→ Written exercise:
Skip all pictures, then print the remaining material exactly.

→ Dataset extract:

---+---

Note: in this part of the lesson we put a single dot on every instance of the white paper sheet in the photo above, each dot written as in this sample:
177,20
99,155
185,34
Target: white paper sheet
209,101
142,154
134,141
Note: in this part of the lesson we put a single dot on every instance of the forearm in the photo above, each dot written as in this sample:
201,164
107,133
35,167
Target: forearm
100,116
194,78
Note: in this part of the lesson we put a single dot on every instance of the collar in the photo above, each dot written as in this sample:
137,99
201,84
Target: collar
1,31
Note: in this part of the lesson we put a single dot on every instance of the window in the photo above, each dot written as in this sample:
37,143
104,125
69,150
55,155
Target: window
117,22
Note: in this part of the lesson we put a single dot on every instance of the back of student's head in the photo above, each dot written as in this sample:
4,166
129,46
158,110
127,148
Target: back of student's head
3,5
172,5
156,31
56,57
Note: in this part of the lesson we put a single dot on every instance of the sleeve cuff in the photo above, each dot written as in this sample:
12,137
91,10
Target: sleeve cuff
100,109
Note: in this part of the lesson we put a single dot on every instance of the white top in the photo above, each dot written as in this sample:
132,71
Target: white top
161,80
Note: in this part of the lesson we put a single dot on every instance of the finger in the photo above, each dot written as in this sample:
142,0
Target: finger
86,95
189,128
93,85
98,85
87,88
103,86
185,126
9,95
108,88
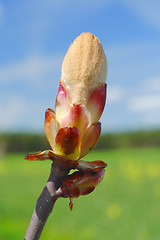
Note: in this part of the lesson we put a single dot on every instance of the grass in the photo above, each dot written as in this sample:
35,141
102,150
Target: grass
125,206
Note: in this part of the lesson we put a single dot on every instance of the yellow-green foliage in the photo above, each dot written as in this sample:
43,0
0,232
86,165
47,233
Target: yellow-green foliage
125,206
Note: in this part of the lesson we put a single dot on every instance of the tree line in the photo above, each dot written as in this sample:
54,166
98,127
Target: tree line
38,142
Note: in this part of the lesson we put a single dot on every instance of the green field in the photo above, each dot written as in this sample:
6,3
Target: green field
125,206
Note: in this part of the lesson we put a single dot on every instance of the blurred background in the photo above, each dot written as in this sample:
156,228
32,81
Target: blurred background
34,38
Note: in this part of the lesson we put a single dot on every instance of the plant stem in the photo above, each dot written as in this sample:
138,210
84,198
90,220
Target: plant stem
45,202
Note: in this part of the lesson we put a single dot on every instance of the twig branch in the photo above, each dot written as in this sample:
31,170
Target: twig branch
45,202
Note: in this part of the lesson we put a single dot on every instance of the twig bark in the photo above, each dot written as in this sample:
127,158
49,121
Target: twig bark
45,202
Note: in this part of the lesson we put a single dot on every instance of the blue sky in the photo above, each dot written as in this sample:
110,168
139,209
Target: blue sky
34,38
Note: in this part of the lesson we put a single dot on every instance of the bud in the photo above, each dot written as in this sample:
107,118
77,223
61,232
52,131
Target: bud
79,183
73,129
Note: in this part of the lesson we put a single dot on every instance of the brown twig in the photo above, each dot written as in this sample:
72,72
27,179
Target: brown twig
45,202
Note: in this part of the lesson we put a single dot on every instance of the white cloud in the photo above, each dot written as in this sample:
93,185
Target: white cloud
30,69
152,85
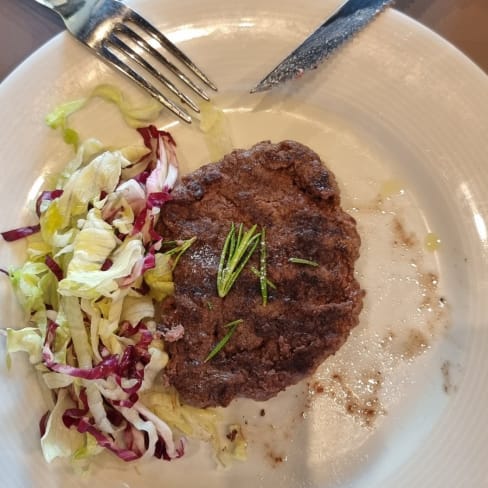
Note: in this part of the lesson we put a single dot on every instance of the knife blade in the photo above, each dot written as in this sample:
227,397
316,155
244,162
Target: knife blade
349,19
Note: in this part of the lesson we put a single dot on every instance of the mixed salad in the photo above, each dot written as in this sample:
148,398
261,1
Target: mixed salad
96,265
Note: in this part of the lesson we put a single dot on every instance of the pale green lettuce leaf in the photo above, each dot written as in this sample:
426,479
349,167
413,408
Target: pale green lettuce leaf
29,340
137,308
96,283
59,441
160,278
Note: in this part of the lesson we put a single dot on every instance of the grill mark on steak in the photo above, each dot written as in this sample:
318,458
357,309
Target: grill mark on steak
286,189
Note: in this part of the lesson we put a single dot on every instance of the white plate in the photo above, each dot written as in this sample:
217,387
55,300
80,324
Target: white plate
399,108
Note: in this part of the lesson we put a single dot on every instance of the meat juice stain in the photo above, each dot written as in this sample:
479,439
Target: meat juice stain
359,389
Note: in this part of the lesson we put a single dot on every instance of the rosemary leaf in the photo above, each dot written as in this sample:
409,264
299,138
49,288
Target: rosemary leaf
232,326
262,268
303,261
236,252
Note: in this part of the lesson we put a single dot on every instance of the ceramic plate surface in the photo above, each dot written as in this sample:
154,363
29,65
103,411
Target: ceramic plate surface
401,118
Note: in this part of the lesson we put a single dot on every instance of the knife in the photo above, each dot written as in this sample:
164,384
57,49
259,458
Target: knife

---+---

→ Exercise result:
Note: in this part of the lesson we put a single dot on every instance of the white paper sheet in the photo above, each dot written as in this sample:
177,20
99,155
185,34
Target: white paper sheet
209,101
142,154
134,141
Note: in this part of the lesson we put a single dot on every instance of the forearm in the photo above, each dot written as in this sample:
201,164
107,133
35,167
Target: forearm
100,116
194,78
Note: in this part of the lesson we put a single dot on every instance of the collar in the photo above, each dot written as in this sample:
137,99
201,84
Target: collar
1,31
Note: in this part of the lesson we put a single dot on every instance of the window in the photo above, each dot written as in this sample:
37,143
104,125
69,150
55,155
Target: window
117,22
Note: in this part of the lesson we put a single dot on every instance of the back of student's head in the photo above, each dot written as in this sample:
4,166
129,46
158,110
127,148
Target: back of student's head
3,5
172,5
156,31
56,57
Note: in this part of the lesson we put a single dot on every instance of the sleeve cuff in the photo above, each dot written as in this sample:
12,137
91,10
Target: sleeve cuff
100,109
Note: in this part of the lesson we put a single dot on every instance of the white top in the photo above, each dot written as in this sample:
132,71
Target: white top
161,80
Note: in this part of the lesson we put a single dot on every instance of the finger in the photo above, each dot written as in this sample:
142,0
Target: finger
86,95
189,128
93,85
98,85
87,88
103,86
185,126
9,95
108,88
Note: in this part of the lesson we put a single dot on every instance of the grass in the photo above, each dot written as in this sample:
35,141
102,150
Target: grass
125,206
Note: in this part of the lesson we put a single dot on every instance of the yellow-green foliage in the photo above, each dot written as in this sample:
43,0
0,232
86,165
47,233
Target: yellow-green foliage
125,206
Note: in this part of the lesson we put a single dot on every instance of the tree line in the photo above, each dot written as in this sample:
54,166
98,127
Target: tree line
38,142
Note: in this part of the lesson we put a single dot on every instance of the green field in the photo above, each dot written as in this sample:
6,3
Target: green field
125,206
Note: in this part of the lesson we put a single dot on every instance of the blurred background in the photo above, each dot written as in this sample:
156,228
32,81
Target: blurred background
34,38
Note: in this part of the lesson we put a single dot on every instance of the plant stem in the photo above, each dot written as in this sample:
138,210
84,198
90,220
Target: plant stem
45,202
Note: in this part of the lesson we put a single dot on every instance of the twig branch in the photo above, each dot written as in this sample:
31,170
Target: twig branch
45,202
Note: in this part of the lesson we put a single dot on every instance of the twig bark in the photo above, each dot written as in this sample:
127,158
49,121
Target: twig bark
45,202
Note: in this part of the lesson we put a single dot on every instance of the blue sky in the photo above, each dot written as in this sample:
110,168
139,209
Target: blue sky
34,38
Note: in this part of the lesson we put a single dot on every instance of the bud in the photo above, each dot written as in this sample:
107,118
77,223
61,232
52,131
Target: bud
79,183
73,129
Note: in this part of the lesson we put a single dot on every instance of the brown twig in the photo above, each dot written as in this sample:
72,72
27,179
Target: brown twig
45,202
Note: in this part of the lesson we put a single dot on every instance of the white cloud in the photo above, each dot written as in this sample:
93,185
Target: white cloud
30,69
152,85
Note: in this part of the lesson we put a single dot on every instance of the knife blade in the photo above, each dot written as in this sample:
227,397
316,155
244,162
Target: knife blade
349,19
Note: in this part of the lesson we put a single dot on every instance of the mixed salad in the photo above, each dot written as in this sample:
148,398
261,1
Target: mixed salad
96,265
Note: in this part of the lesson we put a single dot on every instance of the pale green lettuce leaf in the photo above, each dot written as in this sample:
426,479
349,167
413,408
Target: pale green lettuce leaf
29,340
137,308
96,283
59,441
160,278
Note: in this part of the lesson we put a single dot on every instance of the grill mark on steak in the photo above, each dot written as in this sample:
318,458
357,309
Target: grill mark on steak
286,189
Note: in this part of the lesson we put a single dot on every instance of the white plate in the photo above, each dot written as in this sample:
217,387
55,300
80,324
Target: white plate
399,108
Note: in this part of the lesson we put a single dot on every instance of the meat juice stain in the photo above, each dot written as in this sample:
479,439
Target: meat juice stain
359,389
Note: in this part of the lesson we put a single dot on every instance of the rosemary leaf in the photo above, each dot written as in this sample:
409,264
299,138
49,288
Target: rosemary leaf
232,326
262,268
303,261
236,252
Note: in this part of the lesson we put a single dot on every instance of the ceramic plate surface in the photo above, each dot written as in this sample:
154,363
29,65
103,411
Target: ceramic plate surface
401,118
Note: in this part of the lesson we put a single dot on every instance of the knife in the photo above, each dot written as in this sample:
164,384
57,49
259,458
Target: knife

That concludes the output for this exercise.